> **Objectif**:
Dans le texte sur la mode, réécrivez sous forme de liste le paragraphe qui commence par « En effet chaque année » en gardant ses chiffres principaux.

> **Texte**:
========================

Pourquoi la mode ? [1/6]

On la trouve futile, frivole, superficielle. Et pourtant ! Quand on comprend l’impact social, psychologique et environnemental de la mode…

Pourquoi la mode ? [1/6]

On la trouve futile, frivole, superficielle. Et pourtant ! Quand on comprend l’impact social, psychologique et environnemental de la mode, elle se révèle beaucoup moins légère. Les apparences sont décidément trompeuses…


Il y a les gens que la mode fascine et il y a ceux que la mode débecte.

Et puis il y a tout un monde d’incompréhension entre les deux.

Quand mon entourage m’a posé des questions sur mon prochain sujet d’article, beaucoup ont été surpris par ma réponse. “La mode ?! Mais pour quoi faire ?”

Parce que oui, bon, la mode c’est bien sympathique, c’est divertissant, mais c’est pas un sujet sérieux.

Pourquoi donc me pencher sur des histoires de chiffons alors qu’il y a déjà tant à dire sur la pollution atmosphérique, la fonte de la banquise ou les déchets nucléaires ?

Eh bien regardez-vous dans une glace. Parce qu’elle vous colle à la peau, la mode ! Littéralement.

Il est même probable que vous portiez aujourd’hui des vêtements achetés chez des enseignes comme H&M, Zara, Mango, Uniqlo, ou Primark. Des marques que l’on regroupe sous le nom de “fast fashion”. Une mode qui se démode et se remplace à toute vitesse dans les magasins… et dans nos placards.

Quand on parle de fast fashion, on fait en général référence à des vêtements de qualité moyenne voire médiocre achetés pas cher. Dans ce sens, la fast fashion serait comparable au fast food : une nourriture pas chère, préparée industriellement et de faible valeur nutritionnelle.

On traduit souvent l’expression “fast fashion” en français par “mode éphémère”, ou de manière plus accusatrice par “mode jetable”.

En effet chaque année, l’industrie de la mode produirait environ 80 milliards de vêtements. En 2016, l’industrie de la mode (vêtements, accessoires, chaussures) aurait représenté environ 2000 milliards d’euros à l’échelle mondiale. C’est l’équivalent du PIB de l’Inde.

Et il se pourrait bien que, chaque année, nous jetions à la poubelle… exactement la même quantité de vêtements (donc… 80 milliards !) d’après la journaliste Lucy Siegle.

Heureusement qu’elles sont grandes, nos poubelles… Grandes comme l’Afrique, où atterrit une partie de nos déchets textiles.

Pour produire et renouveler une telle quantité de vêtements en si peu de temps et pour si peu cher, “l’industrie du glamour” n’hésite pas à rogner sur les conditions de travail et même sur les droits de l’Homme, comme l’a rappelé en 2013 l’effondrement d’un bâtiment insalubre au Bangladesh, causant la mort de plus de 1100 ouvriers du textile, principalement des femmes.

========================

> **Entrées de pointage d'objets nommés**:

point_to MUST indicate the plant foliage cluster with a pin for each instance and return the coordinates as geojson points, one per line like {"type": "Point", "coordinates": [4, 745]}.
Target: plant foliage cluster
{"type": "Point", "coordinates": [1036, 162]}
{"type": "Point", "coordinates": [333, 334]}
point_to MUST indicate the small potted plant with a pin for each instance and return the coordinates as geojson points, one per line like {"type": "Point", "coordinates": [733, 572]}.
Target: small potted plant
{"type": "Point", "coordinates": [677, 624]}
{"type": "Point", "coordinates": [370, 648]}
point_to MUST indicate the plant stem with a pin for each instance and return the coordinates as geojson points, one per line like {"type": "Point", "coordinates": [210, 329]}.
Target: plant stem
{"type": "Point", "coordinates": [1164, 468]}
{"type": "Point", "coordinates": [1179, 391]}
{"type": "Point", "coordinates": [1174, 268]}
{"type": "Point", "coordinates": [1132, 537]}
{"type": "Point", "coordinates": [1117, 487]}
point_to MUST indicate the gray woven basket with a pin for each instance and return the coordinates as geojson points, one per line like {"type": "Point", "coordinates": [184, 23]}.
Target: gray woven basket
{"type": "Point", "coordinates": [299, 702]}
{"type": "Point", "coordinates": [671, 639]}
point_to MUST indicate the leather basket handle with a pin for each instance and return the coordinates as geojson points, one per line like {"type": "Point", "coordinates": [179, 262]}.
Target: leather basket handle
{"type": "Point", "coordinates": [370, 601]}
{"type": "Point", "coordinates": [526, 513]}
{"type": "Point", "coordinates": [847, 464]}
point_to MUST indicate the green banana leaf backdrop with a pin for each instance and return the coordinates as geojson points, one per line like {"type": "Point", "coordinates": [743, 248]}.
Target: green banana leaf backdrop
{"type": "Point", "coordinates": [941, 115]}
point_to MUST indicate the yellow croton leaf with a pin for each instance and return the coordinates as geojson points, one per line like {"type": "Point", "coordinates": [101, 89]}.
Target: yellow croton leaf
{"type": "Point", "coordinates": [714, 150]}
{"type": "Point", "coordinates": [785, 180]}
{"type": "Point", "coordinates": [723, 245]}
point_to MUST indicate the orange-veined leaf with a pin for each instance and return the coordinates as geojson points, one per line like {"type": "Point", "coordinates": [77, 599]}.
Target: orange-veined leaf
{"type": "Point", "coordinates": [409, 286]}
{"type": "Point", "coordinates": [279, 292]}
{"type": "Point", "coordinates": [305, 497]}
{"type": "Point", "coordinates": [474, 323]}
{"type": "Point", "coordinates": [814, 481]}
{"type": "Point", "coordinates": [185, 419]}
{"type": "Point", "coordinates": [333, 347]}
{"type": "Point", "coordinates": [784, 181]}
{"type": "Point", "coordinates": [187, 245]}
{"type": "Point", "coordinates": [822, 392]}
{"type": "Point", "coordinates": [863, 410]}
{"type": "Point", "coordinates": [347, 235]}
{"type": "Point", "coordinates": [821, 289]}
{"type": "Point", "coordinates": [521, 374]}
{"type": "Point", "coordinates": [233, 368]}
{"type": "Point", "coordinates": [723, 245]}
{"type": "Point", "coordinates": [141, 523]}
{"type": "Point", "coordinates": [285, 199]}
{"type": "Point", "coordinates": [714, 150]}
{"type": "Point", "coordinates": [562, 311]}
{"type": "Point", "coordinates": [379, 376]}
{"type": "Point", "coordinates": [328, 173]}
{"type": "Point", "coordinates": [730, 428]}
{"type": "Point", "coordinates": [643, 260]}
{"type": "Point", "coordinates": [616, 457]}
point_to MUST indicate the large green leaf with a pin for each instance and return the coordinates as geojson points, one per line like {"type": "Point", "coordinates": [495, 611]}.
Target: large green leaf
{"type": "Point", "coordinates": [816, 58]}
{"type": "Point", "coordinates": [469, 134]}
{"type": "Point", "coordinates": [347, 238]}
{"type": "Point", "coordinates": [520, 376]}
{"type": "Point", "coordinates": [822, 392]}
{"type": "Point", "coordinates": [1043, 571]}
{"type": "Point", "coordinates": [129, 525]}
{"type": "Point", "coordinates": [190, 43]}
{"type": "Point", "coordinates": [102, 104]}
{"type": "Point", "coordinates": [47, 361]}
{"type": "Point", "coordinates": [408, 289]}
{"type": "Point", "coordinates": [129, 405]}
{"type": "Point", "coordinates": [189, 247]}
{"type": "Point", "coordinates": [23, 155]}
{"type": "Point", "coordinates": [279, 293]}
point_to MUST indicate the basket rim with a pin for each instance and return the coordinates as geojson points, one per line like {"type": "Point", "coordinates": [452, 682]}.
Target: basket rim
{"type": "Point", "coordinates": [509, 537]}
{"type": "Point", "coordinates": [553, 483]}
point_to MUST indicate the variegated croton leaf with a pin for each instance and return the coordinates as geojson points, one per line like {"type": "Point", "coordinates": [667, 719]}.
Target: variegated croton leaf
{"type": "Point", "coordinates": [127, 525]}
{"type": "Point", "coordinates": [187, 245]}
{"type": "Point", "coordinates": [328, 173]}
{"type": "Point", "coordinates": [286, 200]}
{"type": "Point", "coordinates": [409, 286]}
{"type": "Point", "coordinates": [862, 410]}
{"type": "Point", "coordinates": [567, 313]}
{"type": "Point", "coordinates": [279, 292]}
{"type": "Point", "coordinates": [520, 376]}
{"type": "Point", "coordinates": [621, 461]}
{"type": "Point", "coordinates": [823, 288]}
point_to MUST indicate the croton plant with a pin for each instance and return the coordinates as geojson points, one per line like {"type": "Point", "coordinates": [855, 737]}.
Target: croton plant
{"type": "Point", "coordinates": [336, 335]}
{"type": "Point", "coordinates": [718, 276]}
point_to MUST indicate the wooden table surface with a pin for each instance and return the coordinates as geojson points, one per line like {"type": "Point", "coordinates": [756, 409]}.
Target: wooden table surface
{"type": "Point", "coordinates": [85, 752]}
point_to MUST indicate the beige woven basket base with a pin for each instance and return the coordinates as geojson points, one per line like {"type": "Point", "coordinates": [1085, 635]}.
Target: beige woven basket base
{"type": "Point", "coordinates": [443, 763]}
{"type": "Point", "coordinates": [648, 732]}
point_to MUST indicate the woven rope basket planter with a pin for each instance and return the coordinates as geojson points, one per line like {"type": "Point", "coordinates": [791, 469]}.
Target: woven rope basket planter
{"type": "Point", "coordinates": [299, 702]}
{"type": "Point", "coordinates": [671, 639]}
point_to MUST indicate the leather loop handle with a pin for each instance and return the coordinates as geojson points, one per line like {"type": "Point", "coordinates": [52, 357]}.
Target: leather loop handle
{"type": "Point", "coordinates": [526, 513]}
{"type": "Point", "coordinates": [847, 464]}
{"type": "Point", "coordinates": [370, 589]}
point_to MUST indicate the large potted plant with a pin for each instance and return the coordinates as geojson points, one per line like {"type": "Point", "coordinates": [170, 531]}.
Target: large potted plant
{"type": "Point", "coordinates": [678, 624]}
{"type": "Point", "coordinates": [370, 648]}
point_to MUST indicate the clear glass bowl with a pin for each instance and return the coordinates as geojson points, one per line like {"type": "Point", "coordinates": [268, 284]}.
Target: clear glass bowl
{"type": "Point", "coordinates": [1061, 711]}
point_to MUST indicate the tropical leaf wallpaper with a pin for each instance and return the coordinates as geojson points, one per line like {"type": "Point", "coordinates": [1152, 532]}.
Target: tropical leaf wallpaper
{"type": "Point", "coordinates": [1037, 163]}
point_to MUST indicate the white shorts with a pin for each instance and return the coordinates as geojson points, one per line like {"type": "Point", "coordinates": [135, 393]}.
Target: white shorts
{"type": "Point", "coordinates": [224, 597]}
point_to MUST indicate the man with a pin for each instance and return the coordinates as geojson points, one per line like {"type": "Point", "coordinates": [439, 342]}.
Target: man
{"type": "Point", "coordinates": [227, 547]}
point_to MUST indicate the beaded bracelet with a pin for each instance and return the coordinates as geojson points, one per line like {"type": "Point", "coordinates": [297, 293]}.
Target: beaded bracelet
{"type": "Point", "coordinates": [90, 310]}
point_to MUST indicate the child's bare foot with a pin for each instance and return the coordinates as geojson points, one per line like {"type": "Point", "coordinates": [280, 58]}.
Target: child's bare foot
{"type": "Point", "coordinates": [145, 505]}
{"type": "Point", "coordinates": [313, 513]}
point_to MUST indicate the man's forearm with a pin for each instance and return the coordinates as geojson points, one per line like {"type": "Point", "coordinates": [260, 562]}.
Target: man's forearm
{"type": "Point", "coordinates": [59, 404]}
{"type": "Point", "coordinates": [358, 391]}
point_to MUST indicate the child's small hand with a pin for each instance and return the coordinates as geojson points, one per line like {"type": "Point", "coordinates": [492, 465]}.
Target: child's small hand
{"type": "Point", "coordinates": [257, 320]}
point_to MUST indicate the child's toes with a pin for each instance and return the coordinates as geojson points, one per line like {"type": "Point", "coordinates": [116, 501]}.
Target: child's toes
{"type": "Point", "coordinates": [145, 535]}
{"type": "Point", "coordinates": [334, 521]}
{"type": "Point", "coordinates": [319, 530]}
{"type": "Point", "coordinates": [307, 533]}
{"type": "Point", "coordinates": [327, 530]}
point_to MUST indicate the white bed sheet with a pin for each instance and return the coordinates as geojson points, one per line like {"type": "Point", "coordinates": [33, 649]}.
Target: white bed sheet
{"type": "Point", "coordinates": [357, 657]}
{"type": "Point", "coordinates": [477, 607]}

========================

> **Résultat**:
- L'industrie de la mode produirait environ 80 milliards de vêtements chaque année.
- En 2016, elle aurait représenté environ 2000 milliards d'euros à l'échelle mondiale (vêtements, accessoires, chaussures).
- Ce montant équivaut au PIB de l'Inde.